■ **Stated problem**: Reproduce the listing below in its entirety. Change nothing.

===============

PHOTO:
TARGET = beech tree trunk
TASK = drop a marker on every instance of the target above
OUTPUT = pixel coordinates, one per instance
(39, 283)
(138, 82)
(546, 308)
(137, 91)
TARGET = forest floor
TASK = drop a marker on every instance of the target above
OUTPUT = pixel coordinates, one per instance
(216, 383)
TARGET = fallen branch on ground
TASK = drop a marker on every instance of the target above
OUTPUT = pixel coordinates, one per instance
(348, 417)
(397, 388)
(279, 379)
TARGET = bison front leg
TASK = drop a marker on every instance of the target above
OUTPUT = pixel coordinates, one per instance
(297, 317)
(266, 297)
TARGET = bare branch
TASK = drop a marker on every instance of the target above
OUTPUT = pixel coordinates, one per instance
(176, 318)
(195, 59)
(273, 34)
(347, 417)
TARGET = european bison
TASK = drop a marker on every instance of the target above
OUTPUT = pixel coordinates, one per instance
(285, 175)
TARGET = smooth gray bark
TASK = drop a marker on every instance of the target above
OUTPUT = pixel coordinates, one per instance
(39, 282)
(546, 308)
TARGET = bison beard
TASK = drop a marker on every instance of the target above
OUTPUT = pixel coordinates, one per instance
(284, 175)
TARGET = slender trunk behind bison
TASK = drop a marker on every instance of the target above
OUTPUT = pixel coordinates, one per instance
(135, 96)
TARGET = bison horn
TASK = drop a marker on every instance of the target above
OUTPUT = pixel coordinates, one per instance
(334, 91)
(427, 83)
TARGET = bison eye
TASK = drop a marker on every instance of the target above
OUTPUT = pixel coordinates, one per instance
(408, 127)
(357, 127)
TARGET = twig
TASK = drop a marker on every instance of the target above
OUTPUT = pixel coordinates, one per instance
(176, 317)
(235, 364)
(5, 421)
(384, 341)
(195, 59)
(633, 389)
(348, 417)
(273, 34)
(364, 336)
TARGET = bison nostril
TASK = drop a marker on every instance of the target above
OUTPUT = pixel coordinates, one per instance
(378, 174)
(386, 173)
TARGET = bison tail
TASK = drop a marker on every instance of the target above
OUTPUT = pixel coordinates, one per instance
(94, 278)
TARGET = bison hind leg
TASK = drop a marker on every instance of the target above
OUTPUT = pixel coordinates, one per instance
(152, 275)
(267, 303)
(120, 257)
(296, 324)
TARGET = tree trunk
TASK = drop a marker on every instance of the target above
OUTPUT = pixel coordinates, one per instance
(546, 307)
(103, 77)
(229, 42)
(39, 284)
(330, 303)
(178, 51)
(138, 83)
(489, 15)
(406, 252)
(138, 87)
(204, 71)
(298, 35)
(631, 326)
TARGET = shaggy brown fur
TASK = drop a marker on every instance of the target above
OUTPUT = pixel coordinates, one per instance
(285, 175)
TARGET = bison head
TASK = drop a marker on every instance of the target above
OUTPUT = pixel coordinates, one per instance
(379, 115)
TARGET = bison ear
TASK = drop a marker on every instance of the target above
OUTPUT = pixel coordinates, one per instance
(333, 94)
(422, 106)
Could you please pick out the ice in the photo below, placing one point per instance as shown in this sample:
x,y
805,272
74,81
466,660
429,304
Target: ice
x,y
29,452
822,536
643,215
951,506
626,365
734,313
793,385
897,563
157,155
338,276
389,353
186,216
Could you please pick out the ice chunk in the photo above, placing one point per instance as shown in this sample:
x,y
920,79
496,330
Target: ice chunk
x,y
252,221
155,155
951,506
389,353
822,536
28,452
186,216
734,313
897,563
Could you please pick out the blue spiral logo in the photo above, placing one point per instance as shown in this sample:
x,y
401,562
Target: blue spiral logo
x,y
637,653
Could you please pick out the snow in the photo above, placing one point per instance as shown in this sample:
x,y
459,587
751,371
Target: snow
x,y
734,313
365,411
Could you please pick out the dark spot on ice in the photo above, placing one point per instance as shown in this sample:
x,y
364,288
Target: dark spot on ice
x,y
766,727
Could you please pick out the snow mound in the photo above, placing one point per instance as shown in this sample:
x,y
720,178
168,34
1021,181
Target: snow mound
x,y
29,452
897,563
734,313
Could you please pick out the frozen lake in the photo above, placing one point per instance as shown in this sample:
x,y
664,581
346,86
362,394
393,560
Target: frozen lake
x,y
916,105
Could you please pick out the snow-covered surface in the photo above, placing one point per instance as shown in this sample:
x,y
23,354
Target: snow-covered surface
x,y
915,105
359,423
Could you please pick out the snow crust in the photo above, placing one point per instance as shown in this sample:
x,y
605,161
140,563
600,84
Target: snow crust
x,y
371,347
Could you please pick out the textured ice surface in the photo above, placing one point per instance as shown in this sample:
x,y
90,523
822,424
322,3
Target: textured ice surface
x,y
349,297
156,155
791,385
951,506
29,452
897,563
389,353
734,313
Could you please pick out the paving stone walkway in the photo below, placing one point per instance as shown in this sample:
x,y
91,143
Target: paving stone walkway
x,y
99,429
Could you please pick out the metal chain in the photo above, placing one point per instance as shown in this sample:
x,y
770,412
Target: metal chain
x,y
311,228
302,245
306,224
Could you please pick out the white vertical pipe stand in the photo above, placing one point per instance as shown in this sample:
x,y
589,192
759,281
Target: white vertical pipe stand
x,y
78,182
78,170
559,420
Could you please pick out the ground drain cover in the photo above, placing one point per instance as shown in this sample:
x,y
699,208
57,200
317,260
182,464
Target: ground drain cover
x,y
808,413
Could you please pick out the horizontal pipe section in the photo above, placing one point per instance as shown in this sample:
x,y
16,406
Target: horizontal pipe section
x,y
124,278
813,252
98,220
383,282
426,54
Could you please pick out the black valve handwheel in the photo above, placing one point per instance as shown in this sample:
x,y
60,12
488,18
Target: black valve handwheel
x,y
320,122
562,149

===============

■ **Problem solution**:
PHOTO:
TARGET = beech tree trunk
TASK = drop a marker on every instance of the target above
OUTPUT = pixel coordinates, one per instance
(39, 283)
(138, 82)
(546, 308)
(137, 91)
TARGET = forest floor
TASK = drop a marker on every instance of the target above
OUTPUT = pixel coordinates, one per instance
(216, 383)
TARGET = fallen branch on ground
TASK = drop a marker on every instance of the target above
OUTPUT = pixel coordinates, one per instance
(348, 417)
(397, 388)
(279, 379)
TARGET = bison front leg
TASK = drop a marker on every instance of the target above
OUTPUT = pixel coordinates, one per instance
(297, 317)
(266, 297)
TARGET = bare branch
TASK = drop a marker on every instance of the target above
OUTPUT = pixel coordinates, one per instance
(176, 318)
(195, 59)
(273, 34)
(347, 417)
TARGET = european bison
TASK = drop a marker on every instance of the target above
OUTPUT = pixel coordinates, one per instance
(285, 175)
TARGET = smooth gray bark
TASK = drop a marker on every instance of the target above
OUTPUT = pixel coordinates, one per instance
(39, 282)
(546, 308)
TARGET = bison beard
TASK = drop a marker on every instance of the target above
OUTPUT = pixel coordinates, one per instance
(284, 175)
TARGET = slender trunk behind bison
TASK = drop a marker on every instance of the target above
OUTPUT = pixel coordinates, one per instance
(135, 96)
TARGET = bison horn
TASK = drop a marker on every instance of the target above
OUTPUT = pixel coordinates, one per instance
(334, 91)
(427, 83)
TARGET = bison eye
TASK = drop a marker on every instance of the target above
OUTPUT = pixel coordinates, one per instance
(408, 127)
(357, 127)
TARGET = twig
TASK = drop a marker on every instance of the target above
OUTPUT = pixel coordinates, one per instance
(176, 317)
(235, 364)
(5, 421)
(384, 341)
(195, 59)
(633, 389)
(348, 417)
(273, 34)
(364, 336)
TARGET = bison nostril
TASK = drop a marker on every instance of the target above
OUTPUT = pixel coordinates, one per instance
(378, 174)
(386, 173)
TARGET = bison tail
TASK = drop a marker on every instance of the target above
OUTPUT = pixel coordinates, one per instance
(94, 278)
TARGET = bison hind leg
TASK = drop a marker on every instance of the target above
OUTPUT = pixel coordinates, one per instance
(152, 275)
(267, 303)
(120, 257)
(296, 324)
TARGET = tree trunk
TASK = drop a marker on every instance of the target above
OUTPUT = pixel coordinates, one per instance
(546, 307)
(103, 77)
(229, 42)
(39, 284)
(330, 303)
(178, 51)
(138, 83)
(489, 15)
(406, 252)
(138, 87)
(204, 71)
(298, 35)
(631, 326)
TARGET = shaggy brown fur
TASK = drop a marker on every instance of the target above
OUTPUT = pixel coordinates, one per instance
(285, 175)
TARGET = bison head
TASK = drop a marker on every instance of the target above
OUTPUT = pixel coordinates, one per instance
(379, 115)
TARGET = bison ear
TASK = drop a marker on every instance of the target above
OUTPUT = pixel coordinates, one per instance
(333, 94)
(422, 106)
Could you please pick out the ice in the photo below, placing one point per instance as shown in this sample:
x,y
805,272
74,81
466,660
429,304
Target: ice
x,y
29,452
822,536
643,215
951,506
626,365
734,313
793,385
897,563
157,155
338,276
389,353
186,216
Could you please pick out the ice chunk in the photo above, placing one point per instance as shown in this sample:
x,y
920,79
496,330
Target: ice chunk
x,y
252,221
155,155
951,506
389,353
822,536
28,452
186,216
734,313
897,563
Could you please pick out the blue spiral logo in the photo above, placing one point per instance as shown in this sample:
x,y
401,562
Target: blue spiral logo
x,y
637,653
Could you please pick out the snow in the photo above, placing one point per instance as shown in this sample:
x,y
459,587
751,371
Target: snow
x,y
734,313
365,411
Could you please pick out the dark spot on ice in the photo above, placing one point per instance as shown in this sample:
x,y
364,288
Target: dark spot on ice
x,y
766,727
Could you please pick out the snow mound in the photo above, placing one point per instance as shown in this sample:
x,y
720,178
168,34
1021,181
Target: snow mound
x,y
29,452
897,563
734,313
Could you please pick out the frozen lake in the photo above, placing one point per instance as shown in this sample:
x,y
664,581
346,86
362,394
393,560
Target: frozen lake
x,y
916,105
Could you please pick out the snow-covered surface in the photo above, placing one point per instance as shown in this sample:
x,y
23,354
Target: snow-covered surface
x,y
915,105
359,423
Could you please pick out the snow crust in the photo above, placing one point per instance as shown in this sample:
x,y
605,161
140,563
600,84
Target: snow crust
x,y
371,347
Could you please pick out the textured ice surface in the photo above, placing one point per instance as shown in this sample:
x,y
90,523
822,424
322,3
Target: textured ice surface
x,y
349,297
156,155
791,385
951,506
29,452
897,563
389,353
734,313
Could you please pick out the paving stone walkway in the photo below, placing one point per instance as shown in this sample:
x,y
91,143
Target: paving stone walkway
x,y
99,429
Could you please pick out the metal chain in the photo above, placing one point per instance as shown in this sample:
x,y
770,412
Target: metal chain
x,y
311,228
302,245
306,224
Could you please pick out the white vertical pipe stand in the photo above, placing one point per instance as shown in this sample:
x,y
589,192
759,281
Target: white vertical pipe stand
x,y
78,182
78,170
559,420
Could you please pick out the ground drain cover in the photo above, placing one point per instance as shown in this sample:
x,y
699,208
57,200
317,260
182,464
Target: ground drain cover
x,y
808,413
Could you please pick out the horizontal pipe section in the photo above, placing one point per instance as shown in this sample:
x,y
16,406
Target: horizontal pipe section
x,y
124,278
813,252
98,220
383,282
426,54
Could you please pick out the black valve handwheel in the photo above, placing one point per instance as shown in this sample:
x,y
60,12
488,18
Target: black valve handwheel
x,y
320,122
562,149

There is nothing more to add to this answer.